EXERCISE GOAL: Repeat every entry exactly. Do not include the pictures.

(Point localization data)
= Beginning of Section =

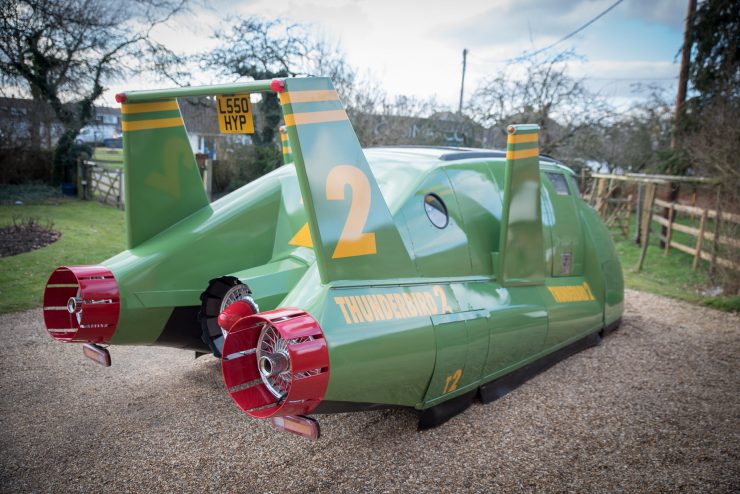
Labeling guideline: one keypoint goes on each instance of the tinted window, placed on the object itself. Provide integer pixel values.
(436, 210)
(559, 183)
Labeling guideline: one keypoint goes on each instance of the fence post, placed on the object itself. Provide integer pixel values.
(626, 229)
(647, 218)
(208, 179)
(700, 238)
(119, 181)
(669, 232)
(638, 212)
(717, 221)
(599, 199)
(583, 180)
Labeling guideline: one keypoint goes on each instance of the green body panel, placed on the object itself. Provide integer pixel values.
(521, 254)
(519, 271)
(341, 186)
(162, 182)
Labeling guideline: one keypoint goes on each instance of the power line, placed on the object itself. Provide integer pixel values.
(526, 55)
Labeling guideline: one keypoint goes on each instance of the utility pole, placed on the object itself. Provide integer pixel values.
(462, 83)
(683, 80)
(683, 76)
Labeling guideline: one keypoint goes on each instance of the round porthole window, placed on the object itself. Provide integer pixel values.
(436, 210)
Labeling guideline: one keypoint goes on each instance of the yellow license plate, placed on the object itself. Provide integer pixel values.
(235, 114)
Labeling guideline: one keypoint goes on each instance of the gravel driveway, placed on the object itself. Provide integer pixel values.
(656, 407)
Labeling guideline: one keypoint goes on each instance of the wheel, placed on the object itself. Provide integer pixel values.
(221, 293)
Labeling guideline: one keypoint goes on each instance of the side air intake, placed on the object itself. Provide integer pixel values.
(275, 363)
(81, 304)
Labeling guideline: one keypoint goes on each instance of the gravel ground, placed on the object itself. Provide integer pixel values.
(655, 408)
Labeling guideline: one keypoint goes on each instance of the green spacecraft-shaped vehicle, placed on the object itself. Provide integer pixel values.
(347, 279)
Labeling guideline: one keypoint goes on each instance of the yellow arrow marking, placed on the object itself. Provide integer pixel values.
(302, 238)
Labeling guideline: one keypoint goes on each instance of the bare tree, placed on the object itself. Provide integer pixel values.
(63, 52)
(265, 49)
(540, 91)
(638, 140)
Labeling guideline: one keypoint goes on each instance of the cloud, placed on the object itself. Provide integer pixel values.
(533, 23)
(670, 13)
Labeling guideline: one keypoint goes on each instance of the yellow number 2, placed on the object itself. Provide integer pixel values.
(352, 241)
(451, 381)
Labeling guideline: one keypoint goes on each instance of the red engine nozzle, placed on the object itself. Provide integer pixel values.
(82, 304)
(276, 363)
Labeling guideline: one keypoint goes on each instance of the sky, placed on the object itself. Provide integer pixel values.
(415, 47)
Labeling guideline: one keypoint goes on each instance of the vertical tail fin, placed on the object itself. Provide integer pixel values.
(521, 255)
(285, 142)
(161, 178)
(353, 232)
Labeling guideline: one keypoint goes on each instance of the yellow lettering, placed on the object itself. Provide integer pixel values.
(410, 305)
(401, 304)
(421, 303)
(377, 311)
(431, 304)
(365, 308)
(340, 301)
(353, 309)
(392, 304)
(387, 311)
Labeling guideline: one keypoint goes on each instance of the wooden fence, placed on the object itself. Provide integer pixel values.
(702, 234)
(101, 177)
(612, 197)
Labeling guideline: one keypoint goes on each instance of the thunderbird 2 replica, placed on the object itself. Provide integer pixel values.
(347, 279)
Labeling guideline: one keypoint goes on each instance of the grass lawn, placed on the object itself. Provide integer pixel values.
(670, 275)
(91, 233)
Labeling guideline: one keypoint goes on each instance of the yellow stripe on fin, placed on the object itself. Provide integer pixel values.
(523, 153)
(308, 96)
(130, 108)
(151, 124)
(315, 117)
(522, 138)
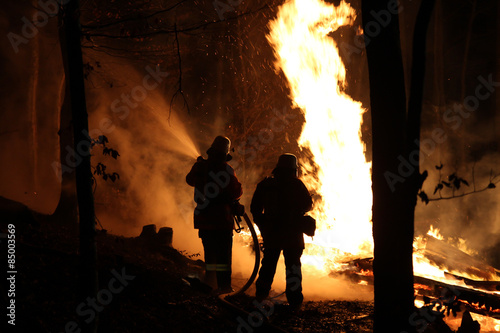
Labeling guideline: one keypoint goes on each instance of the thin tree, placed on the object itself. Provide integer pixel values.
(395, 172)
(72, 55)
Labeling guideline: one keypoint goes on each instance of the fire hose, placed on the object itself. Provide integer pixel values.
(256, 248)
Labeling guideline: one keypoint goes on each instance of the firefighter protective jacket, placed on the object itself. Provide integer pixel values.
(277, 207)
(215, 189)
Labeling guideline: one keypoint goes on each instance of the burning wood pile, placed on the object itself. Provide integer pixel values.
(467, 284)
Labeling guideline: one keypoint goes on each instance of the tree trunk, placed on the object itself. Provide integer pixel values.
(395, 170)
(71, 47)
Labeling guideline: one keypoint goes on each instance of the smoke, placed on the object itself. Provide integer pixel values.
(468, 150)
(156, 152)
(32, 76)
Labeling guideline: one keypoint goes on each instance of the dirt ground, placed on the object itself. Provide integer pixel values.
(154, 294)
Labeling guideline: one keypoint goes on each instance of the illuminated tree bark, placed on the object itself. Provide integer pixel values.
(72, 53)
(395, 172)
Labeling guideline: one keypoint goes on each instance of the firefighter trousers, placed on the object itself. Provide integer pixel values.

= End of Section =

ANSWER TO THIS TASK:
Labeling guideline: one keypoint goes on each instance of the tinted window, placed on the object itself. Provide integer pixel values.
(436, 210)
(559, 183)
Labeling guideline: one keypoint goes on each instance of the fence post, placed on the object itself. Provide integer pixel values.
(626, 229)
(647, 218)
(208, 179)
(700, 238)
(119, 181)
(669, 232)
(638, 212)
(717, 221)
(599, 199)
(583, 180)
Labeling guideline: one keypoint goes on each instance of the green body panel, placed on the object itself. Provide integer pixel values.
(521, 254)
(519, 271)
(341, 186)
(162, 182)
Labeling guideline: one keypoint goes on each instance of the power line, placed on the object itself. Provide integer pixel values.
(526, 55)
Labeling guideline: one keypoint goes on each instance of the utility pole, placed on the object itself. Provide integer pixel values.
(462, 83)
(683, 80)
(683, 76)
Labeling guideline: one keypoint goes on each instance of the round porthole window, placed on the object itself. Provide integer pixel values.
(436, 210)
Labeling guideline: one keypoint goes on each instance of the yellow license plate, placed on the object itself. Provide integer pixel values.
(235, 114)
Labeling guideline: one keypoint goes on each instance of the gravel driveway, placed on the object itself. Provide integer pixel values.
(656, 407)
Labeling guideline: one keypoint goes on each instance of the wheel, placed on the object itself. Provide integer pixel values.
(221, 293)
Labeling guideline: one keypoint goes on each instance of the side air intake, placed on the object itself. Provide integer pixel values.
(275, 363)
(81, 304)
Labeling guideline: one keypoint goes on each instance of the gravel ground, placed on the object itself. Provide integer pixel values.
(655, 408)
Labeling guideline: one keypoint goes on each instance of the green spacecraft-shaped vehicle, placed on the object itself. Provide integer pixel values.
(347, 279)
Labeling guideline: one keypoint goes on each instance of the yellow arrow marking, placed on the object itself. Provide integer pixel values.
(302, 238)
Labeling guideline: one keypoint goes on each instance of the bare tree, placed on the object itself. Provide integer pixel values.
(63, 52)
(265, 49)
(540, 91)
(638, 140)
Labeling guideline: one keypoint goes on each instance of the cloud, placed on the object itself. Provide integer pixel values.
(533, 23)
(670, 13)
Labeling guideline: one keypoint goes on each instance of the yellow number 2, placed on the object itself. Provide integer pixel values.
(352, 241)
(451, 381)
Labeling guideline: one keypoint goes on each instance of the red engine nozzle, placed on the object itself. Provide integer pixel values.
(82, 304)
(276, 363)
Labeling guideline: one keypoint goes on each instance of the sky, placed on the object itself. Provide integer pixel values.
(415, 47)
Labeling guideline: one keypoint goes on each instance of the vertical tail fin, placed on the object itself. Provide integer pixel values.
(521, 255)
(285, 142)
(161, 178)
(353, 232)
Labeling guideline: one keypoint goes on each instance of the yellow lettering, placed on the object itself. Provide integer pixel values.
(410, 305)
(401, 304)
(421, 303)
(377, 311)
(431, 304)
(365, 308)
(340, 301)
(353, 309)
(392, 304)
(387, 311)
Labeling guideline: one keypoint goes on each instance of the wooden fence, placed on the object itself. Provide integer pixel values.
(702, 234)
(101, 177)
(612, 197)
Labeling guideline: one keypoint goes on each instance of the thunderbird 2 replica, placed on the object itself. Provide integer pixel values.
(347, 279)
Labeling guideline: one keypoint goes on each instance of the grass lawn, placed on the object itself. Provide integer pixel values.
(670, 275)
(91, 233)
Labeling guideline: one keypoint goes on each instance of the yellow stripe on fin, placed on the object itself. Provide integer pixel values.
(523, 153)
(308, 96)
(130, 108)
(151, 124)
(315, 117)
(522, 138)
Labeling guideline: one keypoint goes on each instance of the thin tree, placed on the object itself. Provide integer pixel values.
(395, 172)
(72, 55)
Labeling guideline: one keypoint goes on each instance of the fire hose, placed on the object itself. Provide integer pixel values.
(256, 248)
Labeling guideline: one keypoint goes on each instance of the firefighter protective jacket, placed on the object itself. Provide integer pixel values.
(277, 207)
(215, 189)
Labeling guideline: one keypoint goes on each instance of the burning wood pile, placed on the object itself. Provide integer pixel values.
(467, 284)
Labeling guideline: one keypoint goes on each instance of the tree trunk, placed on the object itself. Provide integer pixel values.
(395, 170)
(71, 47)
Labeling guideline: one keypoint goes on each instance of the smoke, placed on the object itself. Provide integer pixel values.
(468, 150)
(156, 152)
(32, 76)
Labeling guideline: one keypoint goes on each instance of the dirt ground, placed on the object itself. Provide integer pixel values.
(154, 294)
Labeling guideline: one keypoint goes on each instance of the illuminated tree bark, placed on the object itself. Provide integer pixel values.
(72, 53)
(395, 172)
Labeling guideline: one keypoint goes on each instance of the firefighter trousers, placed on the object itself. Provide integer pixel values.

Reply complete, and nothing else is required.